Document —
About this work
*Haere Mai* (1891) is oil on burlap, measuring 72.4 × 91.4 cm , and it announces itself immediately through the rawness of its support. Paint applied to coarse burlap rather than primed canvas produces a matte, almost chalky surface where colour sits dense and immediate — warm ochres and deep greens pressed flat against one another with firm, simplified outlines. As a richly hued tapestry of flattened forms, it is an evocation of lush Tahitian terrain, reflecting the simplicity of form sought by the artist during his first visit to the island.
Gauguin painted the phrase *Haere Mai* — which means "Come here!" in Tahitian — into the lower-right corner, though it does not appear to coincide directly with the content of the painting. That disconnect is part of its charge: the words feel less like a caption than an open invitation addressed directly to the viewer.
The canvas probably depicts the area surrounding Mataiea, the small village in which Gauguin settled during the fall of 1891.
He had set sail for Tahiti on 1 April 1891, promising to return a rich man — his avowed intent was to escape European civilization and "everything that is artificial and conventional."

Objectives —
a) Update the painting description, starting with "About this work" and going on through "to the viewer.", putting "jute" in place of "burlap".
b) According to the painting description, on what date did Gauguin set sail for Tahiti?
c) Keep writing the text about Gauguin's painting Haere Mai, picking up after its final sentence.

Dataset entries

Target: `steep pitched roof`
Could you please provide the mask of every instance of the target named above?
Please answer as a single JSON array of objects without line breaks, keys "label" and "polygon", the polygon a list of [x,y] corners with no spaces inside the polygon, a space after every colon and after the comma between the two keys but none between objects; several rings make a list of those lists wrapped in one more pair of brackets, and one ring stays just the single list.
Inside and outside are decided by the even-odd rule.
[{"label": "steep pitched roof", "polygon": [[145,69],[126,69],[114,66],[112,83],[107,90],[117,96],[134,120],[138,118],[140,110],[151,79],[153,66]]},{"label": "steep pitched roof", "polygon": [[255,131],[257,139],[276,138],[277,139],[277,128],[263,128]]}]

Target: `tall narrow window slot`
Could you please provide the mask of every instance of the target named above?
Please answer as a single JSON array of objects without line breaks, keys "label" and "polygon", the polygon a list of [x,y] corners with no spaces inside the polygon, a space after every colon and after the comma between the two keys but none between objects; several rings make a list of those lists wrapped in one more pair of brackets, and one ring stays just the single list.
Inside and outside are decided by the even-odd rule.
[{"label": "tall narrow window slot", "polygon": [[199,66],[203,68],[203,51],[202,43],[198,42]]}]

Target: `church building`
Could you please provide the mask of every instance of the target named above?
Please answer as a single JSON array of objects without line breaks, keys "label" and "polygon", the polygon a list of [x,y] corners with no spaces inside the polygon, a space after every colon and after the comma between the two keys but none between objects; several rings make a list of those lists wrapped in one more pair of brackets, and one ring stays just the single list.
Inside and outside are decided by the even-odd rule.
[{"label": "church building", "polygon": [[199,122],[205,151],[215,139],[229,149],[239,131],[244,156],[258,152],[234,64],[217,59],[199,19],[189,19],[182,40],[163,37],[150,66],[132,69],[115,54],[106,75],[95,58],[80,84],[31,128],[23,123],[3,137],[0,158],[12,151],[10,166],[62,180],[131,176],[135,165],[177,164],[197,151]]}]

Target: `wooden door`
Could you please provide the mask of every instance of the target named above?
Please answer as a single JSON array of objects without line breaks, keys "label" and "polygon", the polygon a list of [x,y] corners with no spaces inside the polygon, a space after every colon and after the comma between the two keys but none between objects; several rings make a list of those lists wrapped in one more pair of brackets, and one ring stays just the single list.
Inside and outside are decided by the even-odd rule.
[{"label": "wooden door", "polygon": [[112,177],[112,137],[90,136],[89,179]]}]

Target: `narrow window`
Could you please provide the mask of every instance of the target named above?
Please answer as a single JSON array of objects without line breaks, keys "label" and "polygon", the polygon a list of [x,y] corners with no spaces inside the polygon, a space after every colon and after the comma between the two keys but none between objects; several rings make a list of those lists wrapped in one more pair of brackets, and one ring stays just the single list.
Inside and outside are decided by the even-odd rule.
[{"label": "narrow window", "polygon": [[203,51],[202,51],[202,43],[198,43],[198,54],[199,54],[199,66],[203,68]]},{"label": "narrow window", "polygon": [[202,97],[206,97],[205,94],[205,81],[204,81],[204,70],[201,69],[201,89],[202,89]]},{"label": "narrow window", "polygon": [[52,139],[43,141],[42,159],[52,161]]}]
==
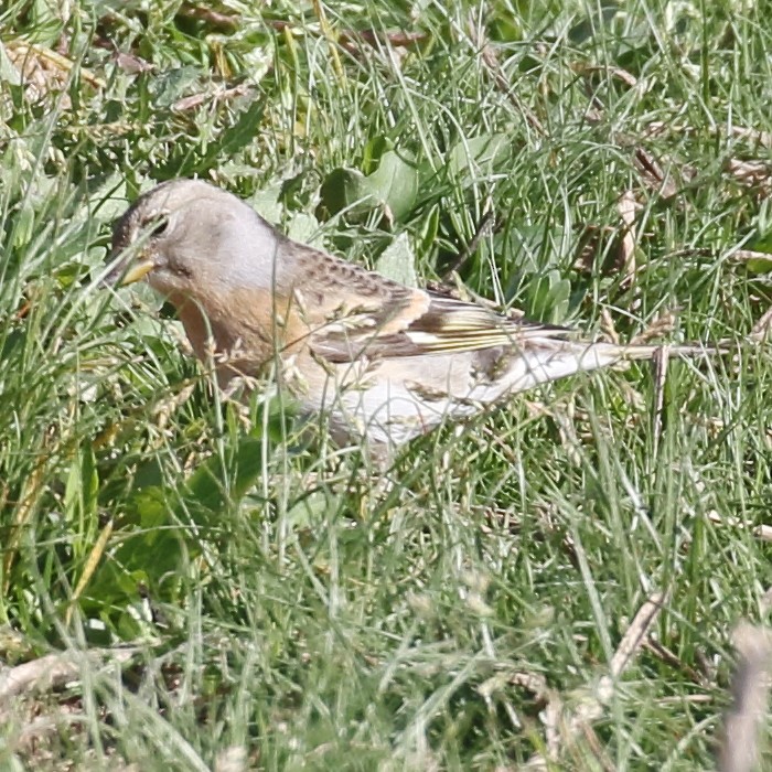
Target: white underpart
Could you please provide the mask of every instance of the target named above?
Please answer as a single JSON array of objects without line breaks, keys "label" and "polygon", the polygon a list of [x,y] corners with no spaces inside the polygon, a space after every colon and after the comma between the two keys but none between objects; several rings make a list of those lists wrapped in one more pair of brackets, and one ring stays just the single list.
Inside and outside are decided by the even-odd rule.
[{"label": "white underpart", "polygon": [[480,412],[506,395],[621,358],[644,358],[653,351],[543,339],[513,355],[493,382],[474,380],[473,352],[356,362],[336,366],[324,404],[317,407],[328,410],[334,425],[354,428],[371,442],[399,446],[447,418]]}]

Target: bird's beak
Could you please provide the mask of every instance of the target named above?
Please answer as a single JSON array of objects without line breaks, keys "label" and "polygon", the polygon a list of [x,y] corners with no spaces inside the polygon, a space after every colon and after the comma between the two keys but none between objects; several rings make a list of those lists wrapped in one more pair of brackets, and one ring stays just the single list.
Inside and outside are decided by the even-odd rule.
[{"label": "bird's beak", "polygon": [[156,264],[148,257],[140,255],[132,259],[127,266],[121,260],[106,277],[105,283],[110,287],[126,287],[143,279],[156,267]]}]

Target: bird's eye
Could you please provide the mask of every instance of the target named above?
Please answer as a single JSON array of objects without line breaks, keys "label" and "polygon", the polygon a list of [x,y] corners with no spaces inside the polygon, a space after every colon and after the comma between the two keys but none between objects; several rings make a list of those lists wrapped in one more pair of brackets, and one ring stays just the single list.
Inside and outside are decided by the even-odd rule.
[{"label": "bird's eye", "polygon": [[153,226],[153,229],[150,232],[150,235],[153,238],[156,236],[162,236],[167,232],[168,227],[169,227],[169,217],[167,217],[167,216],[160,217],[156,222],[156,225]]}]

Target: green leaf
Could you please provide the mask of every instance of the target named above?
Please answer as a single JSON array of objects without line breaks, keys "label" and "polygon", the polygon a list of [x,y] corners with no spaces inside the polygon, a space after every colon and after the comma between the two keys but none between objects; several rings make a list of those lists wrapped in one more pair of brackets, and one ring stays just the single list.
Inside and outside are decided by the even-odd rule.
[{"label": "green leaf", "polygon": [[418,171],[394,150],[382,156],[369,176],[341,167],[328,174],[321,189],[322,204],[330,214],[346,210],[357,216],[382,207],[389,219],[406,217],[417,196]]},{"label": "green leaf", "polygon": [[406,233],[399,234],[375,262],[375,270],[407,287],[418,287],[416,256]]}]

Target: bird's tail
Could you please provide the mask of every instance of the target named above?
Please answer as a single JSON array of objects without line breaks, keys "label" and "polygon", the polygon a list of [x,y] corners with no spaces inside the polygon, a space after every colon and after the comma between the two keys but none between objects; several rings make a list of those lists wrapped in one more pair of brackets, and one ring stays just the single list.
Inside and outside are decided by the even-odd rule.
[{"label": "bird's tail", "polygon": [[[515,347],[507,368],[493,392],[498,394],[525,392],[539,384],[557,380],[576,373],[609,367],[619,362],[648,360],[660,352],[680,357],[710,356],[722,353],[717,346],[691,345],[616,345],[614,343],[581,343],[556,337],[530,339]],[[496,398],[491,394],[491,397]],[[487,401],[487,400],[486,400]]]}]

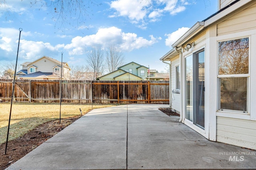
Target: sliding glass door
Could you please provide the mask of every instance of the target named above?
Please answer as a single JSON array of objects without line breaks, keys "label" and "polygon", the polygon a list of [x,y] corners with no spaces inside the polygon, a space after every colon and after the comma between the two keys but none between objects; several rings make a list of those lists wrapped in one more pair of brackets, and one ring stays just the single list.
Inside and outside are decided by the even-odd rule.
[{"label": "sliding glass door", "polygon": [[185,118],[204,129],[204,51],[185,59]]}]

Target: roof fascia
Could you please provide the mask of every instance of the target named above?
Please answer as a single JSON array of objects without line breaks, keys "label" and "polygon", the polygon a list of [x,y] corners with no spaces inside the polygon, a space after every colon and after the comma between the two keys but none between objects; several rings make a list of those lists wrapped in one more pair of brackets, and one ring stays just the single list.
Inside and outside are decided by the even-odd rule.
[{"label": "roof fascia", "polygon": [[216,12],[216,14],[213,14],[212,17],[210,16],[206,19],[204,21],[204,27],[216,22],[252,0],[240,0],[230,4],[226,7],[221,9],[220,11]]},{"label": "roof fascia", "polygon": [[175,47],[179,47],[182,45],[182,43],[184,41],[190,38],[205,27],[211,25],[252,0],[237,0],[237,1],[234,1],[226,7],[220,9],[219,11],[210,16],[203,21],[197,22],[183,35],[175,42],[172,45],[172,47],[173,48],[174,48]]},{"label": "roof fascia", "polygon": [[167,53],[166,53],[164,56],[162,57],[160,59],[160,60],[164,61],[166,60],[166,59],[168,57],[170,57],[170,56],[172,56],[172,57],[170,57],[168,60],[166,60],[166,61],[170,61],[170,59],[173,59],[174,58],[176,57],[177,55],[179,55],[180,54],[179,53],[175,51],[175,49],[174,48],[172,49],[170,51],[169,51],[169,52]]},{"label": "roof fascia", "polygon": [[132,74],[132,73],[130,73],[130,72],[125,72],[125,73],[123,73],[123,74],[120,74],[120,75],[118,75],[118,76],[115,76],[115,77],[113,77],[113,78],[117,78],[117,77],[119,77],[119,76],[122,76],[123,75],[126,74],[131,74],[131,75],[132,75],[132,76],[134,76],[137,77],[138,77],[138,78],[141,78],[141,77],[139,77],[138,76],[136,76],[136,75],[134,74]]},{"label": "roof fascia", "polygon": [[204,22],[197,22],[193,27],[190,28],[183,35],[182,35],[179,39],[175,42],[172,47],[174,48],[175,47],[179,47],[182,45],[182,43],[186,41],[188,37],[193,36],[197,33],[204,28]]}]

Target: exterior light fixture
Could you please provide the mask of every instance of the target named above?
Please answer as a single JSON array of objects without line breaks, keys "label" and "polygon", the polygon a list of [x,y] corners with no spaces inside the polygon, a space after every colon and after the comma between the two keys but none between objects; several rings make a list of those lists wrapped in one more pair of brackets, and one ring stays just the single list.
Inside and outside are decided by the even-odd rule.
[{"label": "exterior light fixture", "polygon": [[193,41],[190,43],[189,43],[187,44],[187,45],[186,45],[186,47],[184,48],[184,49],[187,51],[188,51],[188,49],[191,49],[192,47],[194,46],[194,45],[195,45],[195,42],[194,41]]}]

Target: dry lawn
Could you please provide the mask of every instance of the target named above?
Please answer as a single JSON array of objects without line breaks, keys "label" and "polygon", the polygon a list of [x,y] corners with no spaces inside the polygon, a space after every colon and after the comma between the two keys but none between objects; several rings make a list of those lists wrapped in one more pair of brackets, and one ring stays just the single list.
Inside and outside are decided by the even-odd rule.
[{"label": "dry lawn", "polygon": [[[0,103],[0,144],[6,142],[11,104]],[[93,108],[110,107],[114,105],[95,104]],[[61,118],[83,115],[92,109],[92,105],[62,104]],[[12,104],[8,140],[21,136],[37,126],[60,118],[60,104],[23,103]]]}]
...
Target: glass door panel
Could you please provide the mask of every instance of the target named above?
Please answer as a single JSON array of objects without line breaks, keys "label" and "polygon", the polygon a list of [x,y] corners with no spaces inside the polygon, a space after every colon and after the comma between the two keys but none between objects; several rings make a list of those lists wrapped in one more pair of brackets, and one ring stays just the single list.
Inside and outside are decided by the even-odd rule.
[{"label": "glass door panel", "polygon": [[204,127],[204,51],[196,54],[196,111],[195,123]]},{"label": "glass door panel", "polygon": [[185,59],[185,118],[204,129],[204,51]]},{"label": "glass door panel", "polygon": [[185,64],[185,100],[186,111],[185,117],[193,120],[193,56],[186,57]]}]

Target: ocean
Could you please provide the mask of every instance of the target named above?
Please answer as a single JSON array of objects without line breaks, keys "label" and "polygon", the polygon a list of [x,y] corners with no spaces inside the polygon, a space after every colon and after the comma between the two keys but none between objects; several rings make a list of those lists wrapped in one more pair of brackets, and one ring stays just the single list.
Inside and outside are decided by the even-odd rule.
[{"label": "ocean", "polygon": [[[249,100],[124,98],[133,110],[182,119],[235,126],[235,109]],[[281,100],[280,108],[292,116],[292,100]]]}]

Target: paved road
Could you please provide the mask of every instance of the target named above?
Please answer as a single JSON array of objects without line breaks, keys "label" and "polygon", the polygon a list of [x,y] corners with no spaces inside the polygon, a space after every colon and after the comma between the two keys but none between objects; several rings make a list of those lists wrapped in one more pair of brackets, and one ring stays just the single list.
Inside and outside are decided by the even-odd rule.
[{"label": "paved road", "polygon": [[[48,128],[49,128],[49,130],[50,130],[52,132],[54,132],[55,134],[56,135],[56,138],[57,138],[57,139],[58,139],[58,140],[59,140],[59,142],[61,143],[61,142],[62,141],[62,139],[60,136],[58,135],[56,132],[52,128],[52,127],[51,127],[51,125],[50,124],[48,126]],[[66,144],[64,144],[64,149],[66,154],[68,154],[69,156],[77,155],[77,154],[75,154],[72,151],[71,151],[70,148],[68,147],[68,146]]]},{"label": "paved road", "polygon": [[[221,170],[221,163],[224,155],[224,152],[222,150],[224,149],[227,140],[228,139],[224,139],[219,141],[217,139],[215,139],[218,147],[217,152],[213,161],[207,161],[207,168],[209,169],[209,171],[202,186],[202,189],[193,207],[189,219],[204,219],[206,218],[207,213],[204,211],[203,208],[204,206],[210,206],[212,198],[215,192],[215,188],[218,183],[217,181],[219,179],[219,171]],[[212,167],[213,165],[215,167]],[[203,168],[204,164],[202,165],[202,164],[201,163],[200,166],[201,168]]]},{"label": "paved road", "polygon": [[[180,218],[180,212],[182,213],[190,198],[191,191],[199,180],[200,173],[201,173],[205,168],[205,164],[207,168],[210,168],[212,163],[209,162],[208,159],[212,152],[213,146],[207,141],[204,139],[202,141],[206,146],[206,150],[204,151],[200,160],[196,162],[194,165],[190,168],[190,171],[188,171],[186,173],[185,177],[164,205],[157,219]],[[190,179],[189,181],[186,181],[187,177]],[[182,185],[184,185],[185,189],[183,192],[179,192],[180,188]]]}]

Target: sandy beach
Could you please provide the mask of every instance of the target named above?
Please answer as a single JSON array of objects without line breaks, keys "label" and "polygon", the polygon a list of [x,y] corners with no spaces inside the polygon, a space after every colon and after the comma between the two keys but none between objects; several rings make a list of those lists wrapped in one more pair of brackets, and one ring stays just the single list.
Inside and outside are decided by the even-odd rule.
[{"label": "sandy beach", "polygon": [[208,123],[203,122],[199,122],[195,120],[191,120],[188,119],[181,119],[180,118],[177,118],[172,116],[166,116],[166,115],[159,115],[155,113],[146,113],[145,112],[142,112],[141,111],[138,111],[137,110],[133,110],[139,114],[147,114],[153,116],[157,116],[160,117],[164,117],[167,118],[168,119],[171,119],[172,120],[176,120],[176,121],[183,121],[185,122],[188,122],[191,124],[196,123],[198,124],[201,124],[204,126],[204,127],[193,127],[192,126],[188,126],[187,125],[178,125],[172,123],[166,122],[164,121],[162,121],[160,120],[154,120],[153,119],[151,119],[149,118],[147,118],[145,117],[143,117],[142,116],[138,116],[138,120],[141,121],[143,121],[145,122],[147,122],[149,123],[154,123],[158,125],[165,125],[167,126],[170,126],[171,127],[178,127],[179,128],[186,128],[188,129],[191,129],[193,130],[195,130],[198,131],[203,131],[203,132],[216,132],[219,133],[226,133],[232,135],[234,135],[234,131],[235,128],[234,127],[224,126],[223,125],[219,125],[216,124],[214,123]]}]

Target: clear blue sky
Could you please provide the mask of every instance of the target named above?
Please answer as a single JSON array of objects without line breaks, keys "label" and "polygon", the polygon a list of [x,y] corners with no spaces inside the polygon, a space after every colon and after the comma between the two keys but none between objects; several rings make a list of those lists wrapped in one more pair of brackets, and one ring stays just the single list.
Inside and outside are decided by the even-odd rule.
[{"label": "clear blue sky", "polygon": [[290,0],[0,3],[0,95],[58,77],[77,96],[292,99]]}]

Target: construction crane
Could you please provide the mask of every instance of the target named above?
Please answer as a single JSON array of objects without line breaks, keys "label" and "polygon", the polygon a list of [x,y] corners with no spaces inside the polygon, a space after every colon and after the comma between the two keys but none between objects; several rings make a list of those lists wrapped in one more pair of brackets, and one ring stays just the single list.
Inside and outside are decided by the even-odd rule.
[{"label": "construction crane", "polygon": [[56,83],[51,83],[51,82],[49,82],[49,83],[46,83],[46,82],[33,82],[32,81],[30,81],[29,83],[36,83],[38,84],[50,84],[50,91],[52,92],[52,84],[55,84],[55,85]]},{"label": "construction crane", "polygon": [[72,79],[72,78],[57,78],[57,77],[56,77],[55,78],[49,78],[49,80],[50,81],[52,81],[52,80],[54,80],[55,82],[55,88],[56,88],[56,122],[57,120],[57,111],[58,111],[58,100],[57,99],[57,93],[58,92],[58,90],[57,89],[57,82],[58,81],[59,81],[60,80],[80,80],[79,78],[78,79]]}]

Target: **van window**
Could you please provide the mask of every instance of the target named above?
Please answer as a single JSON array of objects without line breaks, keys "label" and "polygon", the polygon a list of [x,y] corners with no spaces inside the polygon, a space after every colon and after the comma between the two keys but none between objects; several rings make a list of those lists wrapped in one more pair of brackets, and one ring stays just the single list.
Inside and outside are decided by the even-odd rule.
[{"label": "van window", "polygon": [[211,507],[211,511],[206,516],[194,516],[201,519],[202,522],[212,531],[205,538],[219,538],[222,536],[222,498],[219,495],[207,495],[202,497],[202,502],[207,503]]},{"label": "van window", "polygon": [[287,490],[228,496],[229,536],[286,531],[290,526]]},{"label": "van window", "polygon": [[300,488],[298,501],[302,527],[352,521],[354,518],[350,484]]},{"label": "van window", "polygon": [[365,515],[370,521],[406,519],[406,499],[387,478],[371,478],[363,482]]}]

Solved tasks —
a)
About this work
*Haere Mai* (1891) is oil on jute, measuring 72.4 × 91.4 cm , and it announces itself immediately through the rawness of its support. Paint applied to coarse jute rather than primed canvas produces a matte, almost chalky surface where colour sits dense and immediate — warm ochres and deep greens pressed flat against one another with firm, simplified outlines. As a richly hued tapestry of flattened forms, it is an evocation of lush Tahitian terrain, reflecting the simplicity of form sought by the artist during his first visit to the island.
Gauguin painted the phrase *Haere Mai* — which means "Come here!" in Tahitian — into the lower-right corner, though it does not appear to coincide directly with the content of the painting. That disconnect is part of its charge: the words feel less like a caption than an open invitation addressed directly to the viewer.

b) 1 April 1891

c)
Tahiti had become a French colony in 1880, and the French presence and evidence of Western-style modernisation was, in Gauguin's view, disappointingly pervasive; he sought to locate or to imagine scenes of the indigenous culture that he believed he had arrived too late to experience. *Haere Mai* sits squarely in this tension: it is only an evocation of the lush Tahitian terrain , consciously mythologised, a vision willed into being rather than simply transcribed. It is also believed that the Tahitian title was partly a commercial gesture — a way of making the painting more saleable to a Parisian art-buying public craving intimations of exotic, far-away places.
The work now resides in the Solomon R. Guggenheim Museum, New York , where it has stood as one of the key examples of Gauguin's earliest Tahitian output.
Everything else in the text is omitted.